Transcribe the data exactly, pictures excluded.

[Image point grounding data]
•••••
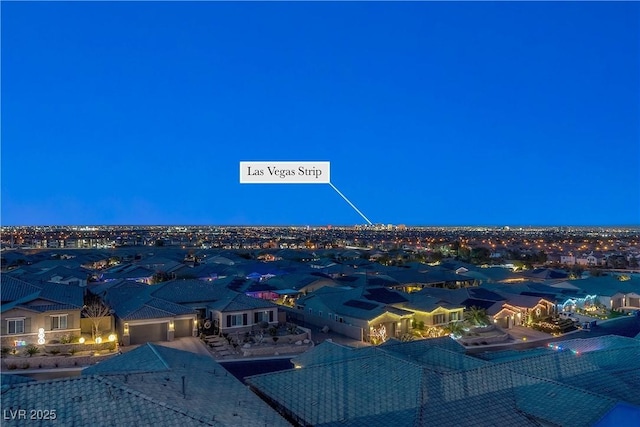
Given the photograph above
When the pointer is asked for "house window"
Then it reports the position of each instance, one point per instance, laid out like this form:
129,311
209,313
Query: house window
263,316
236,320
15,326
59,321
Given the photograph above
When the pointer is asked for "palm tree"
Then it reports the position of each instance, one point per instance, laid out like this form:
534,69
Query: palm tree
477,316
456,329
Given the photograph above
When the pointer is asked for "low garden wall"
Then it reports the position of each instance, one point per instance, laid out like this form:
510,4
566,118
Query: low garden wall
270,349
492,339
11,363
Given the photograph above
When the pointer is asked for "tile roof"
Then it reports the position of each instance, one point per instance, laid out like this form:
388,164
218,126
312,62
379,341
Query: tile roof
189,291
83,401
14,289
546,388
239,302
138,302
211,393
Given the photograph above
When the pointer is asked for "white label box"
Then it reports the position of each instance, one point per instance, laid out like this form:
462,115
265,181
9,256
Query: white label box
285,172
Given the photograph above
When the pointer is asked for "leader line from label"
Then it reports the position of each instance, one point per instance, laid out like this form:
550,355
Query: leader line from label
351,204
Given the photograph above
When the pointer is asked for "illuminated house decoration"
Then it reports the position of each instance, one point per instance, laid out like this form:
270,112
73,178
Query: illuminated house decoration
379,334
586,303
37,313
356,312
520,309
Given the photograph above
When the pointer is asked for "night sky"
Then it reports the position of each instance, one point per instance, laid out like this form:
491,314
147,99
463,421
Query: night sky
431,113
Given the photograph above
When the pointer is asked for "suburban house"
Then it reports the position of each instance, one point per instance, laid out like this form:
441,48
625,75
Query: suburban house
431,311
615,292
350,312
238,313
519,309
37,314
142,317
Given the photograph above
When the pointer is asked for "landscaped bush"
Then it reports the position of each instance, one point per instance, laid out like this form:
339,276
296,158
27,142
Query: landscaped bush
31,350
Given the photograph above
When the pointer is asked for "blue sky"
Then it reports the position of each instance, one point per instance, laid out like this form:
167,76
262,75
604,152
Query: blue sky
431,113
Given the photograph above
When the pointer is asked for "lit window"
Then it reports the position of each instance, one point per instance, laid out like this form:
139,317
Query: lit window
15,326
59,321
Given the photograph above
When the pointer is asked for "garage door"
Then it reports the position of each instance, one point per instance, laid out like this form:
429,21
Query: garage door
141,334
183,328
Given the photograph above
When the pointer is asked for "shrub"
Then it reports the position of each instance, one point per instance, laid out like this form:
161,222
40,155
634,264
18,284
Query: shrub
31,350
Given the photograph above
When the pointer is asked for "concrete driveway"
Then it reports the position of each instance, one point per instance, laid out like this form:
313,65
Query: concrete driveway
191,344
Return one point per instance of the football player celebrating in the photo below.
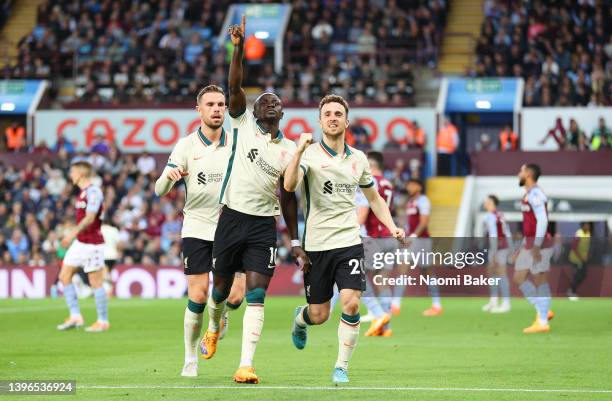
•••••
• _Answer to this exercise_
Given the photograph above
When the pointer is asked for "house window"
Then it reports the position of each instance, one point per instance, laid out like this form:
129,311
209,313
Query: house window
263,316
236,320
15,326
59,321
Given the photograph above
When the pointer is asked for "palm tree"
Then it reports the position of each instance, one point per instance, laid out like this form:
534,69
Query: palm tree
477,316
456,329
Given the photograph above
When the pointer is asked for "low garden wall"
Then it reports the position of each instance, one point per instance, laid out like this form:
510,4
566,118
Query: low garden wall
270,349
492,339
11,363
Given the photograph above
When the pointer is asked for "tile roof"
Then it reports the position of each instance, one point per instance, laid out like this form:
388,164
218,126
312,62
379,341
Query: tile roof
189,291
83,401
14,289
546,388
239,302
138,302
211,393
Given the photograph above
When the pointer is asked for "white label box"
Then it reports the position of each instance, one point per instance, laid out like this form:
462,115
265,181
9,256
Query: white label box
285,172
Given the photograph above
When the pointer is asked for "leader line from label"
Then it reports the position of each instance, one point per instance, laid out like this form:
550,355
Query: leader line from label
351,204
Given the photograph above
When the pointer is asked for "illuminated house decoration"
Then it reports the position of each instance, one point per instance, laid out like this form:
270,112
73,178
Query: illuminated house decoration
379,334
586,303
37,313
356,312
520,309
Given the photograph above
When the pointer is asked for "night sky"
Then it reports the position of each instance, one point per instance, laid out like this form:
491,314
147,99
463,421
Query: night sky
431,113
Given the photograph above
When the pointer is asked for "suburban house"
Then it reports the position of each instance, one point per instance, laid out like this form:
441,48
625,75
Query: suburban house
431,311
615,292
350,312
238,313
519,309
37,314
142,317
Given the photograph above
When the pointer is asked for "landscaped bush"
Then it reports the position of each instance, one point per instance, laid out like this form:
339,276
296,158
27,142
Query: landscaped bush
31,350
Given the photograph above
When the pointer is asked for "blue sky"
Then it reports the position of each instance, one point per instance, laid out like this form:
167,76
262,75
604,152
Query: blue sky
431,113
Given the photograph above
When the pointer is asked for "lit window"
Then it reports the position of each instance, one point per instance, laid out like this form:
139,317
Query: lit window
15,326
59,321
Given the photograph above
When the pointer is asked for "garage door"
Then it reports the position of each instance, one point per instance, laid out like this form:
429,21
Query: garage door
141,334
183,328
Given the photograph above
When the pointer is asked for "shrub"
Then it reports the position of each instance, one point per instance, laid out like this form:
161,222
40,155
634,264
18,284
Query: shrub
31,350
Given the photograph above
When the pointer is asked for "concrete driveway"
Then it reports the position of each instance, one point per instance, laid out like this form:
313,65
Query: concrete driveway
191,344
Return one point per instance of the football player celebrating in the photo below.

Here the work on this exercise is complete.